EXERCISE DETAILS: Write out the data below, starting at the line that contains "trace bicycle rear wheel" and ending at the line that contains "281 158 L 281", as a JSON list of strings with one string per line, skipping blank lines. Leave out the pictures.

DATA RECORDS:
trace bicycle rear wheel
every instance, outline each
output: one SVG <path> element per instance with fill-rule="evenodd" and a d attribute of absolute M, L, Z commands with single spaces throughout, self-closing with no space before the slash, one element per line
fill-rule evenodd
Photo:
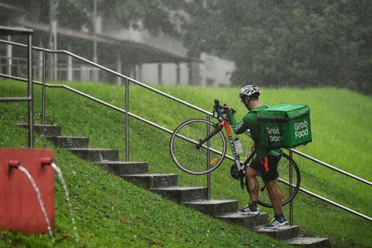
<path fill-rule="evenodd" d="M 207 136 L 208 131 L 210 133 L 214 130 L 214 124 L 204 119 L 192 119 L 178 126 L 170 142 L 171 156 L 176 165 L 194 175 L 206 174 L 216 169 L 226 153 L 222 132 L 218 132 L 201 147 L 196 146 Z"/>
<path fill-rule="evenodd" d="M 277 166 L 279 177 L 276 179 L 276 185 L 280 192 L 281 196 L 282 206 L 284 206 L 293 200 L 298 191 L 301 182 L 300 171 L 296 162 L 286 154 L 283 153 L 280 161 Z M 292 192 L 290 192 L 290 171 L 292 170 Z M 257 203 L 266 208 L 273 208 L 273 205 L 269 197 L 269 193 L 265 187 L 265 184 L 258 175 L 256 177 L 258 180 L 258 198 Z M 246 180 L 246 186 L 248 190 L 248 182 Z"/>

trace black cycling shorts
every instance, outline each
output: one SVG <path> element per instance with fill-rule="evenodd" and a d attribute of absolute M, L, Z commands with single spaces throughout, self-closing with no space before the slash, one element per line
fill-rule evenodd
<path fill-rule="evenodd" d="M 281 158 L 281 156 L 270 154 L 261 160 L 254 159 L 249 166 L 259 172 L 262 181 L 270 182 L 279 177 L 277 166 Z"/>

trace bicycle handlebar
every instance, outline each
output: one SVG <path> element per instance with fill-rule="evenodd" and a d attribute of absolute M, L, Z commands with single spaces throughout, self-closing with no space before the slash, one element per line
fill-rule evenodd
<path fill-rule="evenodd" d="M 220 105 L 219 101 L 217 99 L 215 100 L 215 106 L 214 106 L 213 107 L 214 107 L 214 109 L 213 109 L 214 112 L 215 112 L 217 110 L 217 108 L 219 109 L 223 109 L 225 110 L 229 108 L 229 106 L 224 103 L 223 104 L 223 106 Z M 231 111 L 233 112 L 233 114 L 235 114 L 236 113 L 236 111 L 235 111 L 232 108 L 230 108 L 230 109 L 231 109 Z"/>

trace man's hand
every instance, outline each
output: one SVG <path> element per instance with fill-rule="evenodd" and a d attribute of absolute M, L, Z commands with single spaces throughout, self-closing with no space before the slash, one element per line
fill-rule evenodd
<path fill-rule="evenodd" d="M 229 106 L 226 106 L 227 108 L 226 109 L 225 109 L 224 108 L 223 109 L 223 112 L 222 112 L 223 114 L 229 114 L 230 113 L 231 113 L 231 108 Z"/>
--
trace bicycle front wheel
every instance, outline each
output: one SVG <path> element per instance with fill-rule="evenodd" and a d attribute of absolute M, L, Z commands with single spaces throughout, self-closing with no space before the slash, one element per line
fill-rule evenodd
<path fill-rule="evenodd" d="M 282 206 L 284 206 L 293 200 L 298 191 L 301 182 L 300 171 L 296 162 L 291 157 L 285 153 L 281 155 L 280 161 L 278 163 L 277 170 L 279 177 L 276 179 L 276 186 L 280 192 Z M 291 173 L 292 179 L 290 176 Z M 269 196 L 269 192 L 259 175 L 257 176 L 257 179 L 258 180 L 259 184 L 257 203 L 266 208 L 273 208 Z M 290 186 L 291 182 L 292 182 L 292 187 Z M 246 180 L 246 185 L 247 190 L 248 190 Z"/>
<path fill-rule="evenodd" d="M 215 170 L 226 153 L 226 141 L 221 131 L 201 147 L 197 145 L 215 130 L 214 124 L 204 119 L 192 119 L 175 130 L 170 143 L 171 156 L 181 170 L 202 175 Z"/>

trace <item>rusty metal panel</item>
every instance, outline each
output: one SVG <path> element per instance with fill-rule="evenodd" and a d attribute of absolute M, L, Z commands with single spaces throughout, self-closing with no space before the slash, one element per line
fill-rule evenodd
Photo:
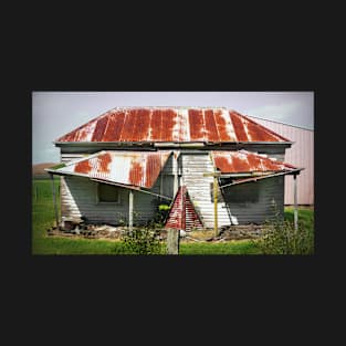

WRITTEN ANSWER:
[
  "trace bicycle rear wheel",
  "every instance, outline each",
  "output: one SVG <path> element per instance with fill-rule=\"evenodd\" and a d attribute of absolute M, L, Z commands with single spaces throughout, self-closing with no space before the slash, one element per line",
  "fill-rule evenodd",
  "Photo:",
  "<path fill-rule=\"evenodd\" d=\"M 207 136 L 208 131 L 210 133 L 214 130 L 214 124 L 204 119 L 192 119 L 178 126 L 170 142 L 171 156 L 176 165 L 194 175 L 206 174 L 216 169 L 226 153 L 222 132 L 218 132 L 201 147 L 196 146 Z\"/>",
  "<path fill-rule=\"evenodd\" d=\"M 277 166 L 279 177 L 276 179 L 276 185 L 280 192 L 281 196 L 282 206 L 284 206 L 293 200 L 298 191 L 301 182 L 300 171 L 296 162 L 286 154 L 283 153 L 280 161 Z M 292 192 L 290 192 L 290 171 L 292 170 Z M 257 203 L 266 208 L 273 208 L 273 205 L 269 197 L 269 193 L 265 187 L 265 184 L 258 175 L 256 177 L 258 180 L 258 198 Z M 246 180 L 246 186 L 248 190 L 248 182 Z\"/>",
  "trace black cycling shorts",
  "every instance, outline each",
  "output: one SVG <path> element per instance with fill-rule=\"evenodd\" and a d attribute of absolute M, L, Z commands with single spaces throughout, self-closing with no space before the slash, one element per line",
  "fill-rule evenodd",
  "<path fill-rule=\"evenodd\" d=\"M 281 158 L 281 156 L 270 154 L 261 160 L 254 159 L 249 166 L 259 172 L 262 181 L 270 182 L 279 177 L 277 166 Z\"/>"
]